Source text -
★ ★ ★ ★
The basic stats of the four main Zxxx ciphers are:
Z408: 408 symbols, from a set of 54 unique symbols. (Note: E has 7 homophones, AST have 6 each, IO have 5 each, N has 4, FLR have 3 each, DHW have 2 each, everything else has 1).
Z340: 340 symbols, from a set of 63. [Hence symbols/textsize is 18.5%, a fair bit higher than the Z408’s 13.3%]
Z32: 32 symbols, from a set of 30.
Z13: 13 symbols, from a set of 8.

It would be very tempting to suspect (as many people have) that the Z340 is ‘therefore’ just the same as Z408 but with 39% more homophones. Yet a problem with this popular hypothesis is that it should be well within range of automated homophone solvers, and to date they haven’t managed to make any impact.

A second problem is that the kind of homophone cycles that so characterized the Z408 seem to be largely absent in the Z340: and yet because the Zodiac Killer would not have had any clue that these were a technical weakness of his system, it seems unlikely to me that he would have adjusted his system to work around a weakness that he didn’t actually know was a weakness.

A third problem is that the Z340 has a fair number of asymmetries that don’t fit the it’s-a-straight-homophonic-cipher model. For example, lines 1-3 and 11-13 have (as Dan Olson pointed out some years ago) almost no character repeats.

There are yet other asymmetries: for example, while 63 different symbols appear in the top ten lines, only 60 appear in the bottom ten lines. And there’s the mysterious ‘-‘ shape at the start and end of line 10: and the odd-looking “ZODAIK” sequence on line 20.

One final asymmetry: the ‘+’ shape seems to function differently in the top and bottom halves – it is often preceded by ‘M’ in the top half, but never preceded by ‘M’ in the bottom half.

How does assuming the Z340 is a pure homophonic cipher explain any of these behaviours, let alone all of them?
★ ★ ★ ★
Excerpted records -

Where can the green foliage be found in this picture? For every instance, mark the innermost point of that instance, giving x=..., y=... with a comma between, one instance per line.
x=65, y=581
★ ★ ★ ★
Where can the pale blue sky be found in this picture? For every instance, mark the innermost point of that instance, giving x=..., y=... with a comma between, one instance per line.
★ ★ ★ ★
Problems to work on -
A: Turn the paragraph of the Zodiac cipher text that begins "There are yet other asymmetries" into a short bulleted list that keeps its main facts.
B: Resume the text on the Zodiac ciphers, picking up after its final sentence.

Outputs in order -
A:
- 63 different symbols appear in the top ten lines of the Z340, but only 60 appear in the bottom ten.
- A mysterious '-' shape sits at the start and end of line 10.
- Line 20 contains an odd-looking "ZODAIK" sequence.

B:
Lines 1-3 and 11-13, revisited

I keep coming back to the 1-3 and 11-13 property as mentioned here. I think it’s important to say that Dan Olson’s conclusion (that “lines 1-3 and 11-13 contain valid ciphertext whereas lines 4-6 and 14-16 may be fake”) seems likely to be landing a little bit wide of the mark.

To me, this same property of these lines implies (a) that the homophonic versions for each letter were probably used in pure sequence here, but also (b) the homophone cycles were somehow ‘reset’ after ten lines (i.e. the homophone cycles all started again at the start of line eleven). And perhaps also that any characters repeated in the first three lines are rarer characters, rather than the homophone-friendly ETAOINSHRDLU etc.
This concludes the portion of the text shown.